Segment Open

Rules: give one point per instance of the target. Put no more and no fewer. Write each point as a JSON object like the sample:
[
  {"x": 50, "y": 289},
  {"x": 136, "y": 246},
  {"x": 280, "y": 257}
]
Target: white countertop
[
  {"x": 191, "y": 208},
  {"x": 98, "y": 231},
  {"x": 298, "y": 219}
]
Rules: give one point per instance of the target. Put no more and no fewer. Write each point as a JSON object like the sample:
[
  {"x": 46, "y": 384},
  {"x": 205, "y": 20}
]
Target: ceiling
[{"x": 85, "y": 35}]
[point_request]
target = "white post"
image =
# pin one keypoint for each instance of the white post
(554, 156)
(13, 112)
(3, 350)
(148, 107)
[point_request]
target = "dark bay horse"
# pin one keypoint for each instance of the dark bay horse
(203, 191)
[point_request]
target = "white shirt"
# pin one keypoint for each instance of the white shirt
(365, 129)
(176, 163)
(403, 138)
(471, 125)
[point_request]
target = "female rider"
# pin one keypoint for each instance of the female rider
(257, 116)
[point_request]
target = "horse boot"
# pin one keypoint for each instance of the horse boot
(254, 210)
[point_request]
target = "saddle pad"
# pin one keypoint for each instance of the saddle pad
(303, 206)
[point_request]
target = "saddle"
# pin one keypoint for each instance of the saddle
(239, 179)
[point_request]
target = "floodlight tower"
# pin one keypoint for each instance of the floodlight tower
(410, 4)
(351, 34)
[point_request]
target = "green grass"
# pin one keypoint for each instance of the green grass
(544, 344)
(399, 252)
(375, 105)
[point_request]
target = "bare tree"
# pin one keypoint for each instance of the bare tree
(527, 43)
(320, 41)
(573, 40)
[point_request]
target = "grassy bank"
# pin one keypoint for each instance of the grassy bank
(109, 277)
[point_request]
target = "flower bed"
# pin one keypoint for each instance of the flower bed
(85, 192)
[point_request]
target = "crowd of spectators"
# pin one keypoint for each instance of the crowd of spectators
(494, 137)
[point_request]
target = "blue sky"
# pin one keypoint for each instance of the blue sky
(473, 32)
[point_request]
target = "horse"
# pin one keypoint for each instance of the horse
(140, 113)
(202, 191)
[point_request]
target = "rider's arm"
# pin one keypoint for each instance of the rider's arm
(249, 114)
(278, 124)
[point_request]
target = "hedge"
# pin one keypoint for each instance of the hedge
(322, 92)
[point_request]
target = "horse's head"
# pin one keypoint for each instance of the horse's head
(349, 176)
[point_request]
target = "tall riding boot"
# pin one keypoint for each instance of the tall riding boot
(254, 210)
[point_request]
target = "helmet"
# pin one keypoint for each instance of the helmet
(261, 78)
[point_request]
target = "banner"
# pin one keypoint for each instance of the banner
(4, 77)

Segment Closed

PROBLEM REQUIREMENTS:
A word-for-word restatement of the data above is required.

ANSWER TO THE EXERCISE:
Rules: give one point per instance of the target. Put no more and no fewer. Write each point as a JSON object like the sample:
[
  {"x": 50, "y": 289},
  {"x": 136, "y": 246},
  {"x": 280, "y": 257}
]
Target: white countertop
[
  {"x": 191, "y": 208},
  {"x": 98, "y": 231},
  {"x": 298, "y": 219}
]
Rules: give one point per instance of the target. Put no more and no fewer. Write each point as a JSON object like the sample:
[
  {"x": 46, "y": 384},
  {"x": 205, "y": 20}
]
Target: ceiling
[{"x": 85, "y": 35}]
[point_request]
target = "white post"
image =
# pin one keypoint for each instance of the white post
(554, 156)
(13, 112)
(3, 350)
(148, 107)
[point_request]
target = "dark bay horse"
# pin one keypoint for each instance of the dark bay horse
(203, 191)
[point_request]
target = "white shirt"
# pin one keypoint for each instance of the white shirt
(365, 129)
(176, 163)
(403, 138)
(471, 125)
[point_request]
target = "female rider"
# pin one keypoint for each instance of the female rider
(257, 116)
[point_request]
target = "horse boot"
# pin one keypoint for each instance of the horse boot
(254, 210)
[point_request]
target = "saddle pad"
# pin one keypoint for each instance of the saddle pad
(303, 206)
[point_request]
target = "saddle"
# pin one keypoint for each instance of the saddle
(239, 179)
[point_request]
target = "floodlight tower"
# pin one keypoint for each instance of the floodlight tower
(410, 4)
(351, 34)
[point_request]
target = "green grass"
# pin one keypoint for each instance of the green grass
(544, 344)
(399, 252)
(375, 105)
[point_request]
target = "bare tree"
# pin one keypoint for each instance of the bare tree
(527, 43)
(320, 41)
(573, 40)
[point_request]
target = "grassy bank"
# pin one keypoint for each instance of the grassy bank
(109, 277)
[point_request]
target = "flower bed"
# pin one keypoint for each instance of the flower bed
(85, 192)
[point_request]
target = "crowd of spectators"
# pin one keypoint for each instance of the crowd of spectators
(494, 137)
[point_request]
target = "blue sky"
# pin one keypoint for each instance of the blue sky
(473, 32)
[point_request]
target = "horse"
# pin one keypoint for each instance of the horse
(140, 113)
(202, 191)
[point_request]
target = "rider's arm"
# pin one keypoint for each instance of the rider's arm
(249, 114)
(278, 124)
[point_request]
target = "hedge"
# pin one keypoint for each instance of the hedge
(322, 92)
[point_request]
target = "horse's head"
# pin one keypoint for each instance of the horse's head
(349, 176)
[point_request]
target = "tall riding boot"
# pin one keypoint for each instance of the tall riding boot
(254, 210)
[point_request]
target = "helmet"
# pin one keypoint for each instance of the helmet
(261, 78)
[point_request]
target = "banner"
# pin one keypoint for each instance of the banner
(4, 77)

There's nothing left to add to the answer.